Фрагмент страницы =>
• • •

Я рассказала об этом в «Письмах из глубин континента», написанных там же, на ферме. Они были как будто адресованы маме; «Новая мысль» заплатила за них 20 фунтов — сумму, баснословную по тем временам. Вся серия была принята после того, как в редакции прочли первое письмо.
В ночном экспрессе Мельбурн — Аделаида я от возбуждения не могла заснуть. «Странно было представить себе это чудовище, увлекавшее меня сквозь тьму, его выпуклые желтые глаза, горящие буйным пламенем, его тяжелое, жаркое дыхание и подобные призракам облака пара, который оно изрыгало».
Из Аделаиды тяжелый, медлительный поезд довез меня до Брокен-Хилла, а затем началось долгое путешествие в почтовом дилижансе в глубь материка. К несчастью, эти самые «Письма» вызвали неудовольствие моих хозяев. И неудивительно, достаточно их перечесть. Живые, реалистические картинки природы и жизни на станции я связала между собой нитью вымысла, и притом вымысла глупого и сентиментального.
На это указал один из моих читателей в «Баррьер майнер». Путешествие за три сотни миль от Брокен-Хилла в глубь континента достаточно интересно само по себе, без прикрас из малоправдоподобных приключений, которые я выдумала, чтобы ярче изобразить переживания юной гувернантки, впервые оказавшейся среди этих необъятных, нехоженых просторов.
К слову сказать, на самом деле я ехала вместе с семейством своих хозяев в старом дилижансе «Кобба и К°», нанятом специально для этого случая, и наш возница был почтенный и рассудительный, уже немолодой мужчина, которому в жизни не пришло бы в голову увиваться вокруг какой-то случайной пассажирки. Но мое романтическое воображение требовало отважного и беззаветного кавалера, вроде героя из книги Оуэна Уистера «Виргинец» — романа, очень популярного в те дни.
«Письма» — это всего-навсего свидетельство моей молодости и глупости. Применительно к аборигенам там даже употребляется слово «черномазые», что совершенно непростительно с точки зрения теперешних моих взглядов; рассуждения о забастовщиках, в точности отражающие мнение хозяина фермы, говорят о полном непонимании прав рабочих, а вся любовная история с мифическим героем Норфвестом — о наивном тщеславии.

• • •

Исходные данные =>

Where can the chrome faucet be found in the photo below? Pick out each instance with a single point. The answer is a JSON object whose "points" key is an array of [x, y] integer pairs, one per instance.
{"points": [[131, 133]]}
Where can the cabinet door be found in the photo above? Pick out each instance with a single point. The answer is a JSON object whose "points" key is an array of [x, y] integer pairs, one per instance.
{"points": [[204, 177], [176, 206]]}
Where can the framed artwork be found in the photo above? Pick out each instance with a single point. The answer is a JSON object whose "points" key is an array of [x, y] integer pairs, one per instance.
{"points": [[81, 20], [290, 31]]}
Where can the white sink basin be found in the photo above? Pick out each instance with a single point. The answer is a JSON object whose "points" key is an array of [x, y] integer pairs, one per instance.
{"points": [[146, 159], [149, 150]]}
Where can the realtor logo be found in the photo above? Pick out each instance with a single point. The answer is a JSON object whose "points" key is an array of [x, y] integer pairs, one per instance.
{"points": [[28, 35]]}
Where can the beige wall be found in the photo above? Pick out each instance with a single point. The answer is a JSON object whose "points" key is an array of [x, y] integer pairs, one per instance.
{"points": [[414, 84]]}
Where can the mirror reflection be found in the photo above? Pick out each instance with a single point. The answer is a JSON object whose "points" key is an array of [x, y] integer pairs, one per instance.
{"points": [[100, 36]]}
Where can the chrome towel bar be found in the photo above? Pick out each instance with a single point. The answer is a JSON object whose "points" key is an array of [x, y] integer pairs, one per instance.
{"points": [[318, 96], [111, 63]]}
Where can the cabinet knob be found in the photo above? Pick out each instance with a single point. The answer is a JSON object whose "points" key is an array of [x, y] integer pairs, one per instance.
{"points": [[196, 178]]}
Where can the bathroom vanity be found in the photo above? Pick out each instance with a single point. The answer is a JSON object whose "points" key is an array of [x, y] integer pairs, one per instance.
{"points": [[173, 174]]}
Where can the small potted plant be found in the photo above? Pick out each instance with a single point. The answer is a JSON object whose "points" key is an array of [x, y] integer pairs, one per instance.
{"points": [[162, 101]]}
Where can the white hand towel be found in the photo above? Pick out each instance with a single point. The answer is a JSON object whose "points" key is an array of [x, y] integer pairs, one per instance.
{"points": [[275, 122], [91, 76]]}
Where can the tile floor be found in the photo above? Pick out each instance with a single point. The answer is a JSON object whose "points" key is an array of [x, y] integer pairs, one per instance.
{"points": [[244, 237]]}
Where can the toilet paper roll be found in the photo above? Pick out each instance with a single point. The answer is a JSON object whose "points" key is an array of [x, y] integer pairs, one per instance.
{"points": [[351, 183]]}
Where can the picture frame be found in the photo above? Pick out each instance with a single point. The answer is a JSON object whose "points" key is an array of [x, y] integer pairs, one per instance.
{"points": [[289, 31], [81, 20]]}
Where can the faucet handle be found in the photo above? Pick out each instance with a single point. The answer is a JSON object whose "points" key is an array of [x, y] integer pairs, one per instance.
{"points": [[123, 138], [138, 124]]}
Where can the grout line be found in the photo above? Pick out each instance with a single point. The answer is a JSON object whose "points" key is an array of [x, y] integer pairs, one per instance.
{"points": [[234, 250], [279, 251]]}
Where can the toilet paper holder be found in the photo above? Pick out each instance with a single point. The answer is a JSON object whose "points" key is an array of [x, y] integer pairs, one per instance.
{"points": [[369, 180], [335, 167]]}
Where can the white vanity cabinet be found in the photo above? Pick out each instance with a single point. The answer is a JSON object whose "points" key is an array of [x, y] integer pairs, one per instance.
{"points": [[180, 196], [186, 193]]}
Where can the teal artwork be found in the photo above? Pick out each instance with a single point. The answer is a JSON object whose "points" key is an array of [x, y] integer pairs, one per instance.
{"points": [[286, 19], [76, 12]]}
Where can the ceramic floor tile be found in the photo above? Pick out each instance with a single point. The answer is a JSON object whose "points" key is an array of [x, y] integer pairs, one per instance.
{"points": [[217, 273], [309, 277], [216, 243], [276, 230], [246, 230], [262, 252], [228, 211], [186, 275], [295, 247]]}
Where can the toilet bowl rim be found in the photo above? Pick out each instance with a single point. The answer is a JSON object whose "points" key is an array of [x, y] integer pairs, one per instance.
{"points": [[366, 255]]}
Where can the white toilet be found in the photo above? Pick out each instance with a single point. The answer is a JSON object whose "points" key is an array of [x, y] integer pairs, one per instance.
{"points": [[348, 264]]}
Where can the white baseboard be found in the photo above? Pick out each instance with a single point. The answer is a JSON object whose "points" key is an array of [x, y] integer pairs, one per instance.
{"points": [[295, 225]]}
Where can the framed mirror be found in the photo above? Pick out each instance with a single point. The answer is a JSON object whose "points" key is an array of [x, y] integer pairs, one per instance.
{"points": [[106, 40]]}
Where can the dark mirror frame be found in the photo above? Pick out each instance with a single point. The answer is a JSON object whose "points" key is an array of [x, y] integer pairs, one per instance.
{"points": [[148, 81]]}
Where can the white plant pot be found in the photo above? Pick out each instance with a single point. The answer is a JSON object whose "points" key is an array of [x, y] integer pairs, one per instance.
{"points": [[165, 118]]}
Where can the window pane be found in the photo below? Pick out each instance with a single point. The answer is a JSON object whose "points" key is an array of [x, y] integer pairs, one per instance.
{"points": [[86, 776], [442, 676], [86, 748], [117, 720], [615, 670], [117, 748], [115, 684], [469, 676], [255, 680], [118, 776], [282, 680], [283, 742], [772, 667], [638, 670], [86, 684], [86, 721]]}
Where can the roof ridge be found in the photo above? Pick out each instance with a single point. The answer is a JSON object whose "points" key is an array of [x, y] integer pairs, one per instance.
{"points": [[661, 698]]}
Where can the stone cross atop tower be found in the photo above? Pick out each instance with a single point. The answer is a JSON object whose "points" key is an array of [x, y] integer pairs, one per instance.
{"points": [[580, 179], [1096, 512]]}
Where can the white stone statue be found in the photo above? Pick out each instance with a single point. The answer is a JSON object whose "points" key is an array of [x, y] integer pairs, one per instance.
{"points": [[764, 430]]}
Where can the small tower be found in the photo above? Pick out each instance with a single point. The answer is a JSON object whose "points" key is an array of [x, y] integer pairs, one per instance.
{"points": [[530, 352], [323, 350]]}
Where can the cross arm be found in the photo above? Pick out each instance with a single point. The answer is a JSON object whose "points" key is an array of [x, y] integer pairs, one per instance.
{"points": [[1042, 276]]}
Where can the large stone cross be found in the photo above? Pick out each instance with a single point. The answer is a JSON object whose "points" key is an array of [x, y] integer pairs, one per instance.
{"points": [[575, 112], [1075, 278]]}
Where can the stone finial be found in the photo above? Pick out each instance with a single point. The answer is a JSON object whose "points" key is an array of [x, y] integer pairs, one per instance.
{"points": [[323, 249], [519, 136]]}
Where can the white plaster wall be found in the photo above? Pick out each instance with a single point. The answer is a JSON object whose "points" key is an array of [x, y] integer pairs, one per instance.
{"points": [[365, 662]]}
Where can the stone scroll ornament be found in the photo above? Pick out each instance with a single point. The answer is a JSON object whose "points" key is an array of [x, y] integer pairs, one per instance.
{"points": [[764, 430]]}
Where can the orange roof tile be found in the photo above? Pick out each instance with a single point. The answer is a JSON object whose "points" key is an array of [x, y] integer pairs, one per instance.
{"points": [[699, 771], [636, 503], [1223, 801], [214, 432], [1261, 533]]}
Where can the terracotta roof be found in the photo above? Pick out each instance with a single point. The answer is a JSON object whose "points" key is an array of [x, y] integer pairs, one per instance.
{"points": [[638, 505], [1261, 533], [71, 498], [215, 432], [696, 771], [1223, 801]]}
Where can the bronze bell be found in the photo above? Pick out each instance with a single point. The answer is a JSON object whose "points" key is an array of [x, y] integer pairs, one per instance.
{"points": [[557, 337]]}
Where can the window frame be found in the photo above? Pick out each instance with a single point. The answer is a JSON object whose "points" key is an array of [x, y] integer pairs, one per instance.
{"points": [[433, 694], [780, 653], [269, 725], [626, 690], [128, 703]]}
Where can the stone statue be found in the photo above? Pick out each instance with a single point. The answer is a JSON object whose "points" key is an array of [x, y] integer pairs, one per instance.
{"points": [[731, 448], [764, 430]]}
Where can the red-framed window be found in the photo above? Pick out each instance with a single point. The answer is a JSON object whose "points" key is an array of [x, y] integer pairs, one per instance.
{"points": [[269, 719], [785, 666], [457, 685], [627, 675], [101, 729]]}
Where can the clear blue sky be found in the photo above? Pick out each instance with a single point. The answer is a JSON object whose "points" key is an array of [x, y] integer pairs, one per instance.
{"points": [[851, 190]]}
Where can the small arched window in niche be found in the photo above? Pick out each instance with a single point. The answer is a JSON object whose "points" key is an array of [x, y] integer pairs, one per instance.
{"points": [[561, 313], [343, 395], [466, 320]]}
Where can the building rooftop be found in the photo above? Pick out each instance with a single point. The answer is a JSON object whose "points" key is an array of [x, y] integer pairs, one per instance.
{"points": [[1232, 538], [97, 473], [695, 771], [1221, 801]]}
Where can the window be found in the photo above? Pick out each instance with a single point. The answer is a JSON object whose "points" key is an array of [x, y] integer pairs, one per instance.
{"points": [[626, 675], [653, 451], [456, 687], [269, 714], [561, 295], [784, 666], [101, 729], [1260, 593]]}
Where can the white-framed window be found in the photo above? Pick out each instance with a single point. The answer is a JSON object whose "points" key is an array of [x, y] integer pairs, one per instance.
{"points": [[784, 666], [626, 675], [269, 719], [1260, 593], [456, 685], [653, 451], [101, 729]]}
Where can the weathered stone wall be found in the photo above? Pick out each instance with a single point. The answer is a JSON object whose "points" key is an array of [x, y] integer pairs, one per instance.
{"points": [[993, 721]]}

• • •

Задания =>
[1] Ответьте на вопросы по отрывку, обозначив ответы так же, как вопросы:
(а) Какую сумму «Новая мысль» заплатила за «Письма из глубин континента»?
(б) До какого города тяжелый, медлительный поезд довез из Аделаиды?
(в) В каком издании один из читателей указал на вымысел в «Письмах»?
[2] Изложите содержание отрывка в двух предложениях.
[3] Повторите слово в слово фрагмент отрывка от слов «Из Аделаиды тяжелый, медлительный» до слов «необъятных, нехоженых просторов.».
Записи взяты из другого источника.

Ответы =>
[1]
(а) 20 фунтов.
(б) До Брокен-Хилла.
(в) В «Баррьер майнер».

[2] В «Письмах из глубин континента», за которые «Новая мысль» заплатила 20 фунтов, живые картины путешествия в глубь материка и жизни на станции связаны глупым и сентиментальным вымыслом, что вызвало неудовольствие хозяев. Теперь эти «Письма» названы свидетельством молодости и глупости: в них есть непростительное слово об аборигенах, полное непонимание прав рабочих и наивная любовная история с мифическим героем Норфвестом.

[3]
Из Аделаиды тяжелый, медлительный поезд довез меня до Брокен-Хилла, а затем началось долгое путешествие в почтовом дилижансе в глубь материка. К несчастью, эти самые «Письма» вызвали неудовольствие моих хозяев. И неудивительно, достаточно их перечесть. Живые, реалистические картинки природы и жизни на станции я связала между собой нитью вымысла, и притом вымысла глупого и сентиментального.
На это указал один из моих читателей в «Баррьер майнер». Путешествие за три сотни миль от Брокен-Хилла в глубь континента достаточно интересно само по себе, без прикрас из малоправдоподобных приключений, которые я выдумала, чтобы ярче изобразить переживания юной гувернантки, впервые оказавшейся среди этих необъятных, нехоженых просторов.